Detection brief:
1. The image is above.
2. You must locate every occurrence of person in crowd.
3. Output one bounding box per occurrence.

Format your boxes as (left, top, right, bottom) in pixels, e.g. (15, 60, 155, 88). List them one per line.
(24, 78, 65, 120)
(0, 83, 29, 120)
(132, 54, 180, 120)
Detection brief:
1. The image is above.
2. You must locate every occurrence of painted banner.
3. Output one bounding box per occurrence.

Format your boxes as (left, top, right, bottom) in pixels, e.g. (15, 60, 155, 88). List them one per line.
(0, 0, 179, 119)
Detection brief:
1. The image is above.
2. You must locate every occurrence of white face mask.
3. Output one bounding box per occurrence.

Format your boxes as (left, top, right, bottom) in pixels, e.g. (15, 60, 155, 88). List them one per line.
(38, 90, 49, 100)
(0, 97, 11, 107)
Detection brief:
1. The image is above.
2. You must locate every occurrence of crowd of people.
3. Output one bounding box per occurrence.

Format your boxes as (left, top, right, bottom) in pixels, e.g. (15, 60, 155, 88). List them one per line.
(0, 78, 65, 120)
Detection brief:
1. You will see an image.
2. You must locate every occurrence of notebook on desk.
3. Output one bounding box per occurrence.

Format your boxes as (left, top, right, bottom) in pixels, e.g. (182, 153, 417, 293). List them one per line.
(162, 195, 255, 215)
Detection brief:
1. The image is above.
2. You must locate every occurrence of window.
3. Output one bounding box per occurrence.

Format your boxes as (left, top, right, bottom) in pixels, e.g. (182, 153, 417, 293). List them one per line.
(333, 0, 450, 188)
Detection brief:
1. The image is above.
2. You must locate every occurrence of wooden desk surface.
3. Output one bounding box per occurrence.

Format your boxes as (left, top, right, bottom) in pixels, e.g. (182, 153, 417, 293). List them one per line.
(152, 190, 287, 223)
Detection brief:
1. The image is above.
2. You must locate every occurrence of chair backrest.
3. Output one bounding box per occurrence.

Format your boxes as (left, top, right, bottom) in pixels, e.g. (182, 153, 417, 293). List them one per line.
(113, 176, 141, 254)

▸ WHAT TO PRODUCE: Type out the material again exactly as presented.

▸ RESPONSE BOX:
Detection brief:
1. The image is above.
2. You must locate every occurrence of person in crowd.
3. Output one bounding box per occurrence.

Format your boxes as (left, top, right, bottom) in pixels, e.g. (15, 60, 155, 88). List them one per line.
(24, 78, 65, 120)
(0, 83, 29, 120)
(132, 54, 180, 120)
Detection brief:
1. The image is above.
2. You must locate every occurrence of painted banner.
3. Output one bounding box per occurrence.

Format your boxes as (left, top, right, bottom) in pixels, e.g. (15, 60, 155, 88). List them one per line.
(0, 0, 179, 119)
Detection brief:
1. The image is above.
2. You must locate every occurrence of white face mask.
3. Output one bounding box per occurrence.

Format your boxes as (left, top, right, bottom) in pixels, e.g. (15, 60, 155, 88). List them one per line.
(38, 90, 49, 100)
(0, 97, 11, 107)
Detection brief:
1. The image is above.
2. You must locate every occurrence of crowd of people.
3. Output one bounding box per occurrence.

Format your boxes as (left, top, right, bottom) in pixels, e.g. (15, 60, 155, 88). List them one per line.
(0, 78, 65, 120)
Detection brief:
1. You will see an image.
2. You must locate every occurrence of notebook on desk.
3. Output one bounding box per occurrence.

Format your boxes as (left, top, right, bottom) in pixels, e.g. (182, 153, 417, 293). List them one per line.
(162, 195, 255, 215)
Detection brief:
1. The image is above.
2. You must locate every occurrence of window.
3. Output one bounding box per occurrence.

Format your boxes as (left, top, right, bottom) in pixels, e.g. (182, 153, 417, 293). List them one per line.
(333, 0, 450, 188)
Detection brief:
1. The image is above.
2. You must locate every occurrence of wooden desk surface.
3. Output one bounding box per occurrence.

Format your boxes as (left, top, right, bottom) in pixels, e.g. (182, 153, 417, 293). List them one per line.
(152, 190, 287, 223)
Detection brief:
1. The image is above.
2. You must locate every occurrence of chair backrest.
3. Output one bounding box per occurrence.

Format your boxes as (left, top, right, bottom) in pixels, e.g. (182, 153, 417, 293). List them one per line.
(113, 176, 141, 254)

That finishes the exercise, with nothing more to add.